- _Supplied entries_:
▬▬▬▬▬▬

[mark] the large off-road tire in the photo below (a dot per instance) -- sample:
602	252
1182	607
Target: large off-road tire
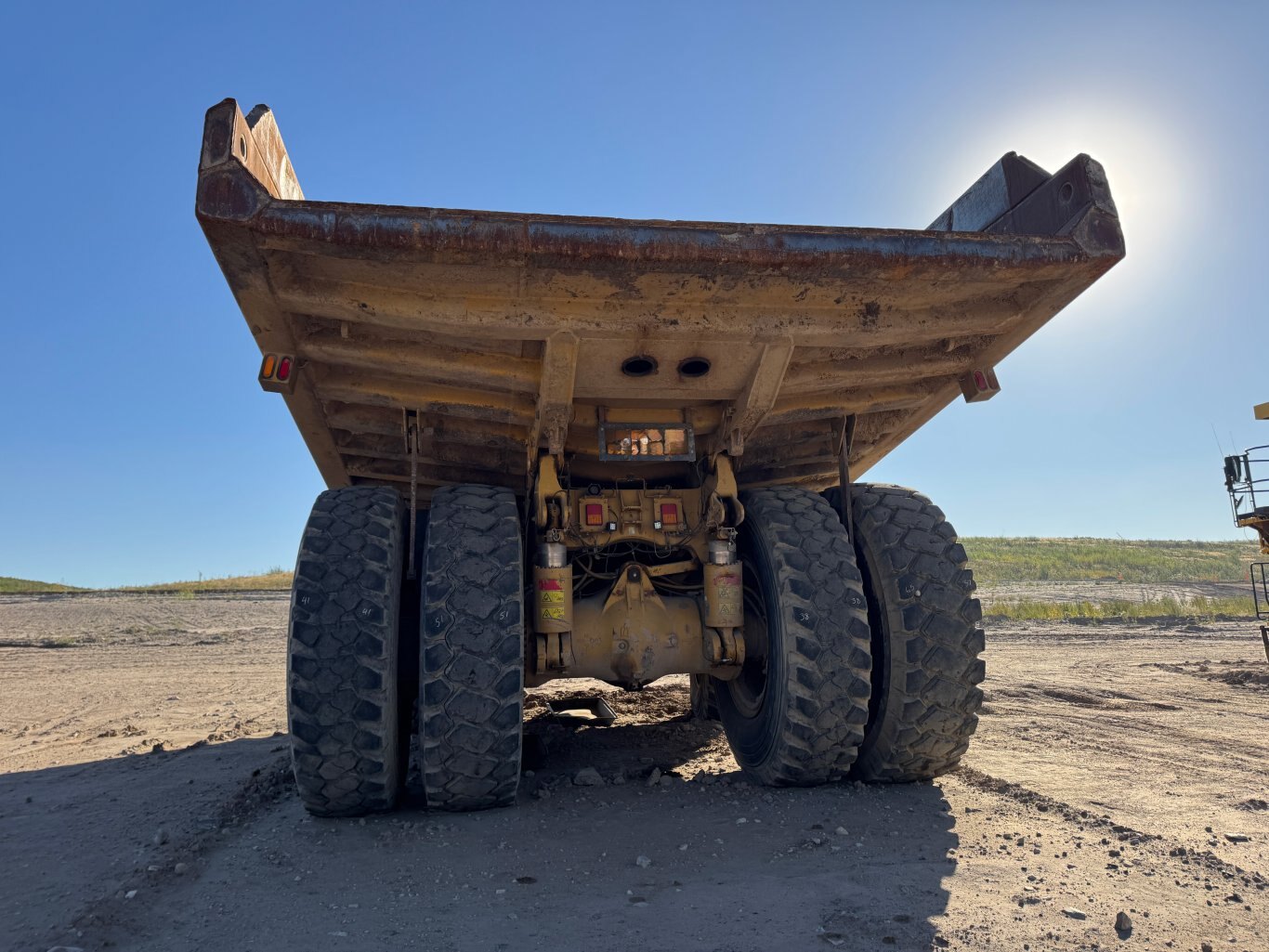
342	659
925	631
796	717
471	659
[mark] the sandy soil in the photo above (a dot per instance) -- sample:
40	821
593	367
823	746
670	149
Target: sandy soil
145	803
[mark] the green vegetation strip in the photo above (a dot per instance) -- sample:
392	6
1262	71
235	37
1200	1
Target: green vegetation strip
24	587
994	561
999	560
1196	608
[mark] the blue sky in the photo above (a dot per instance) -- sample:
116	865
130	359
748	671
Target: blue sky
137	447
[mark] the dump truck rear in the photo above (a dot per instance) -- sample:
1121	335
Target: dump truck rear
568	447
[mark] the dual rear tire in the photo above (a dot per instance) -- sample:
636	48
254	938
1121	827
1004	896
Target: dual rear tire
862	653
349	734
862	650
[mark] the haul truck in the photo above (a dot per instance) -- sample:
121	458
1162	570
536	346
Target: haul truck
572	447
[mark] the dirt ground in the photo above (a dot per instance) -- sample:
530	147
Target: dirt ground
145	803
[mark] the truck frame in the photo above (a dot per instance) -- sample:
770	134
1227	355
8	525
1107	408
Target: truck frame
574	447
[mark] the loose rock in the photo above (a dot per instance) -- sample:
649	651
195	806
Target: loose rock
588	777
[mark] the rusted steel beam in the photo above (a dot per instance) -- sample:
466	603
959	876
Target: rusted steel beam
750	409
378	390
554	409
422	362
450	312
828	376
1001	188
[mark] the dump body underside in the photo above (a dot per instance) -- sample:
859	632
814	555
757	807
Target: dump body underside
506	334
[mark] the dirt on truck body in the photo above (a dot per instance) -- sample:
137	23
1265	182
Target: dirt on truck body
568	447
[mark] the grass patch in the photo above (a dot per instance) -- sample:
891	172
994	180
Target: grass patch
272	580
24	587
1196	608
999	560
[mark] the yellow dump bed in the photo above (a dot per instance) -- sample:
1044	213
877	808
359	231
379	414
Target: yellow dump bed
504	334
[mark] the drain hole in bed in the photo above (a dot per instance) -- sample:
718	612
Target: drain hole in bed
638	366
694	367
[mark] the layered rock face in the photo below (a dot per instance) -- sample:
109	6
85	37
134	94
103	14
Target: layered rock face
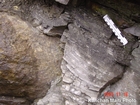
29	61
52	38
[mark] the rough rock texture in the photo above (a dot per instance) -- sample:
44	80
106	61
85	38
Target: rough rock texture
134	30
94	61
29	61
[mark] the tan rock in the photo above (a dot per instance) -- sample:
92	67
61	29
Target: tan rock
28	61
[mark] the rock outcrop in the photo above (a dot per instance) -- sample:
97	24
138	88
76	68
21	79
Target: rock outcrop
29	61
95	65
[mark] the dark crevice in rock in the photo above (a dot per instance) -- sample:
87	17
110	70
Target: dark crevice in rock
111	82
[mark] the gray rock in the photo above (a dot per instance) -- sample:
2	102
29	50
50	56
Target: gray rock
134	30
26	69
54	31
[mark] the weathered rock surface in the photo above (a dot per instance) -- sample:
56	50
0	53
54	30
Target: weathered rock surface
94	60
29	61
92	63
134	30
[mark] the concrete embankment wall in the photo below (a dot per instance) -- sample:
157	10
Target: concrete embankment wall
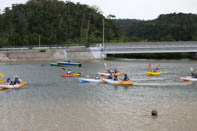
52	54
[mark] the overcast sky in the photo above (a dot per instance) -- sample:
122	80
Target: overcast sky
134	9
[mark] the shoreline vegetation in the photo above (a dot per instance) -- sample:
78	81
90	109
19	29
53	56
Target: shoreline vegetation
177	56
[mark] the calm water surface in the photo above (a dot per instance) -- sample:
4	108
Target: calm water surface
50	102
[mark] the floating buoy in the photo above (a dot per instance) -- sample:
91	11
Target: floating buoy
154	113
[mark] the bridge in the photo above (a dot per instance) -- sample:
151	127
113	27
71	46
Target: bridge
150	47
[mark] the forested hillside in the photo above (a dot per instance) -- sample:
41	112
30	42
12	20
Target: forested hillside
55	22
169	27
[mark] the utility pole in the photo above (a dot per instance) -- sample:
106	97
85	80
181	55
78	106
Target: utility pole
103	34
39	40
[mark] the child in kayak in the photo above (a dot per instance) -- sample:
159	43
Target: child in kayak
115	78
97	76
8	81
194	75
126	78
69	72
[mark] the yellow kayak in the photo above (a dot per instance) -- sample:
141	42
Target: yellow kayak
153	73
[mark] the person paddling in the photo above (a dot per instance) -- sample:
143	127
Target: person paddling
126	78
194	75
8	81
16	80
69	72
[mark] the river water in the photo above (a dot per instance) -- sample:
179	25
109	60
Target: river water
50	103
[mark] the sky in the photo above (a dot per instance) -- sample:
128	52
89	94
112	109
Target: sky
132	9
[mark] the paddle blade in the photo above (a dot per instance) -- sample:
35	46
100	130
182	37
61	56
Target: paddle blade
106	67
122	72
149	65
1	74
2	80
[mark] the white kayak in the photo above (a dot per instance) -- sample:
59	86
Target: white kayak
89	80
119	82
188	78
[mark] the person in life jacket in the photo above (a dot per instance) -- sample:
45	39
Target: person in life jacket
97	76
69	72
126	78
115	78
70	61
194	75
115	71
110	76
16	80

▬▬▬▬▬▬

- _What the task asks_: Can you rescale the part of the records that opens with the line containing "[mark] the person in" and runs through the end of the records, writing out every line in it again, requests included? Multiply each answer coordinate by 2.5 and round to a whole number (halves round up), leaving the requests and their sample coordinates unchanged.

- _Solution for this problem_:
[mark] the person in life jacket in the photo above (a dot per instance) -- sample:
45	39
Target: person in life jacket
243	190
173	180
315	195
288	195
175	153
485	188
288	178
275	190
40	200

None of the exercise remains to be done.